• **Instructions to follow**
Locate every line in the data that contains the word "water", and copy each such line.

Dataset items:
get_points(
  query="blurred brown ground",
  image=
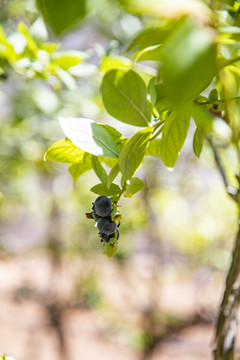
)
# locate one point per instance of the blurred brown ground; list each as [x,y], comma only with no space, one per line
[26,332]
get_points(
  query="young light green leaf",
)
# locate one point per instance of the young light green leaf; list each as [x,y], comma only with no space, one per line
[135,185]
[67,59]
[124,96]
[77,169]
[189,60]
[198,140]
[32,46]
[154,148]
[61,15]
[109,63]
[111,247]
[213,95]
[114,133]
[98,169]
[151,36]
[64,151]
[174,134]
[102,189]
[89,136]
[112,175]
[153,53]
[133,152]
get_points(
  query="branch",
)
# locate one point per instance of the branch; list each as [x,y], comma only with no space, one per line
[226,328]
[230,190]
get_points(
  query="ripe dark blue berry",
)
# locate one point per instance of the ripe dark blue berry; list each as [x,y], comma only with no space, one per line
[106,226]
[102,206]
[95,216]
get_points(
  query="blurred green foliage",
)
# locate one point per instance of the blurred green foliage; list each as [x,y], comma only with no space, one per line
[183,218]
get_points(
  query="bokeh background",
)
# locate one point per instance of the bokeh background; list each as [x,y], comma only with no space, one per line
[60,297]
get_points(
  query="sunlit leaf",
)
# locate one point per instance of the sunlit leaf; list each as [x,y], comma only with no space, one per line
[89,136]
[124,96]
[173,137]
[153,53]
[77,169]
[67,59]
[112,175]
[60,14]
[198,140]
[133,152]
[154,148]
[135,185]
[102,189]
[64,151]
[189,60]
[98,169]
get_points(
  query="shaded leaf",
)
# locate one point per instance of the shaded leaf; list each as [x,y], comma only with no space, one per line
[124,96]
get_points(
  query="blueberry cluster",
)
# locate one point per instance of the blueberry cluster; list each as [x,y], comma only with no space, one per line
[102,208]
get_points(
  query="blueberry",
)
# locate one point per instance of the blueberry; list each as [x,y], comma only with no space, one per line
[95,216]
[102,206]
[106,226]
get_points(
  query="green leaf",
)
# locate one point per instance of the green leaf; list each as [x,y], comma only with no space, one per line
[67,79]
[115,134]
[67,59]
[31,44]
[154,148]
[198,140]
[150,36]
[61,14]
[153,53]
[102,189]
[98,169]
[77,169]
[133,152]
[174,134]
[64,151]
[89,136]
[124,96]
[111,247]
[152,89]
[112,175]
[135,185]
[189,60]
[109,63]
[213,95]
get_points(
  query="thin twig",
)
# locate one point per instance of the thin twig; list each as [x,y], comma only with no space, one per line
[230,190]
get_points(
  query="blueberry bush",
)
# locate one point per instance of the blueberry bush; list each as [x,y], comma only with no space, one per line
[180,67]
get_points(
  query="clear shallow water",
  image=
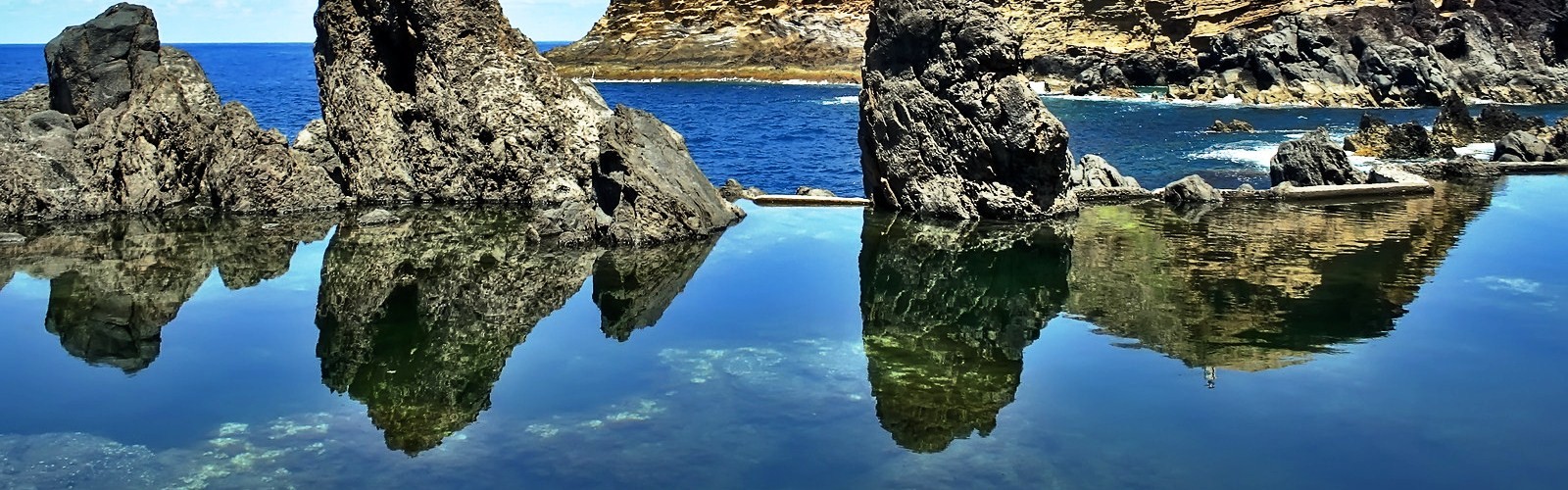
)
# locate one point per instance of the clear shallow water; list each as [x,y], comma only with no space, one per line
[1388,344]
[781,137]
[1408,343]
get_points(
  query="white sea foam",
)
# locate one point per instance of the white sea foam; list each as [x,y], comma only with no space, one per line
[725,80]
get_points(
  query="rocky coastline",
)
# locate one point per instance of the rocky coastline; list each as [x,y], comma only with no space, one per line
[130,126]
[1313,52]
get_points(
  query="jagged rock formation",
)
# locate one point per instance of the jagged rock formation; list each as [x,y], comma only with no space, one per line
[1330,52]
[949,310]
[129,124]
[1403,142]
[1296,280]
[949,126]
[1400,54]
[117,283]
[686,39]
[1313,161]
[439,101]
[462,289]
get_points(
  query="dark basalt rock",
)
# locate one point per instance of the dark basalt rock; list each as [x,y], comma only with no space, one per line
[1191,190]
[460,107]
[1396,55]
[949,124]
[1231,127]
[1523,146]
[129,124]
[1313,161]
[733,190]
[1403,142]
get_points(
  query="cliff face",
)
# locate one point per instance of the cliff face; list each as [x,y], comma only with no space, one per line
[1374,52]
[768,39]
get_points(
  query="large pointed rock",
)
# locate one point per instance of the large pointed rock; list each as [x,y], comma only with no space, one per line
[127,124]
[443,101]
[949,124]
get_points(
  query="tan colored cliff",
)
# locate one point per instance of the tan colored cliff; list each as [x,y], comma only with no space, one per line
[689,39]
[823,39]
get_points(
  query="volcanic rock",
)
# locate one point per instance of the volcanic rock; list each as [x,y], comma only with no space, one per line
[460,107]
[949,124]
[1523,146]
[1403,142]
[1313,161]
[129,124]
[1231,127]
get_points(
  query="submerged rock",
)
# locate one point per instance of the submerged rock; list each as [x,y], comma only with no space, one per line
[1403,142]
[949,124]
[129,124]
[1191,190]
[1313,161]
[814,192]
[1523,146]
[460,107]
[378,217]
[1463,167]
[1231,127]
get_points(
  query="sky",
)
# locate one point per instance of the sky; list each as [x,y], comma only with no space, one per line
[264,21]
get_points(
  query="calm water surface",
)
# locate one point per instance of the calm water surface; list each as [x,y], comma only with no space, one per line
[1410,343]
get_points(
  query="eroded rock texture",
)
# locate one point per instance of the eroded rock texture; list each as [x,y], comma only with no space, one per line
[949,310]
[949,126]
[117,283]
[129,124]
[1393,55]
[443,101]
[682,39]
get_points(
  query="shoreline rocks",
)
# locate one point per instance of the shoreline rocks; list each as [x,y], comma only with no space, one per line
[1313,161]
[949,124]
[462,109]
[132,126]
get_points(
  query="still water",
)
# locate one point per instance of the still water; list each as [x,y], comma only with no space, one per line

• **Response below**
  query="clear shallow water",
# locate one point per instance of the clear shallow water; list each as [x,y], comma only with no space, one per line
  query="calm water surface",
# locate one point per instance of the calm water surface; list each as [x,y], comma only with no space, one per line
  query="still water",
# locate one point per instance of the still water; list each as [x,y], comma only with no space, one per line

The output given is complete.